[The task] Report each line of the entries that contains the word "outline", copied in full.

[Working data]
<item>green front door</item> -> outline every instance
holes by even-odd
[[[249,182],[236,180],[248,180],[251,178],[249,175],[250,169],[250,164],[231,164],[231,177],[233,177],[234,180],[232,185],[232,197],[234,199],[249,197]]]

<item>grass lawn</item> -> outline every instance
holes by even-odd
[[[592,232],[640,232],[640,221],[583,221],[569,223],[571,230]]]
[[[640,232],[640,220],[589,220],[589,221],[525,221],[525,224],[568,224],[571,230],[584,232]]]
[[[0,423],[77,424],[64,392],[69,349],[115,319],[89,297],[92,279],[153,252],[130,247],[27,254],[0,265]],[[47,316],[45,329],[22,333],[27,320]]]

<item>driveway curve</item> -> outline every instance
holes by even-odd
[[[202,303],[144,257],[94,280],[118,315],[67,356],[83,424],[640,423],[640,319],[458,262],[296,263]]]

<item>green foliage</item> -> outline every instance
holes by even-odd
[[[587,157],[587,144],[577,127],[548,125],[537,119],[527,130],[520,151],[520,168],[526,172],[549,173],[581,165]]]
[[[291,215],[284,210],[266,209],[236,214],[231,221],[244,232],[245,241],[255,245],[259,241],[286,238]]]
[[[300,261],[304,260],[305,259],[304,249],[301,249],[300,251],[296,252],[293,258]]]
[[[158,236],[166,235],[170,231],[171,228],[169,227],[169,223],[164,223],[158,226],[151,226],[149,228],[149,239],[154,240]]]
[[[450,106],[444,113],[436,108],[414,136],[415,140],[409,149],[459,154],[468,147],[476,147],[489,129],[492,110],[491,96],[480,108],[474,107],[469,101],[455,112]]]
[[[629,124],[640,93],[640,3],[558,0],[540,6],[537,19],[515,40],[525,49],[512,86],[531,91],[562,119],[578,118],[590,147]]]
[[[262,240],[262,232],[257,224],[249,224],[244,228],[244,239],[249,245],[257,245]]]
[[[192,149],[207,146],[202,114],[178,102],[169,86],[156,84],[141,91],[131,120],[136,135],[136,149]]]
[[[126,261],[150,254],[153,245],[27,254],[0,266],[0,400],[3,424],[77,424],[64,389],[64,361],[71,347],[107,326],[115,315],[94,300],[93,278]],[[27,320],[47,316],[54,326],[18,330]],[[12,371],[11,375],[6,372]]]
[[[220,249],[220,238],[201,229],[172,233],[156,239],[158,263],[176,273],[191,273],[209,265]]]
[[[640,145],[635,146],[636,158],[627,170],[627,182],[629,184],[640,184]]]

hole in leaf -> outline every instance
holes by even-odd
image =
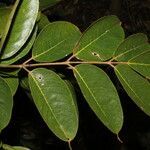
[[[39,80],[41,80],[42,79],[42,77],[41,76],[39,76]]]
[[[41,81],[43,79],[43,76],[41,74],[36,75],[37,80]]]
[[[100,55],[98,54],[98,53],[96,53],[96,52],[92,52],[92,55],[93,56],[96,56],[96,57],[98,57],[98,58],[100,58]],[[101,58],[100,58],[101,59]]]
[[[93,56],[97,56],[98,54],[96,52],[92,52],[92,55]]]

[Answer box]
<item>green front door</item> -> outline every instance
<item>grass lawn</item> -> outline every instance
<item>driveway curve</item> -> outline every instance
<item>green foliage</item> -> outline every instance
hole in leaf -> outline every instance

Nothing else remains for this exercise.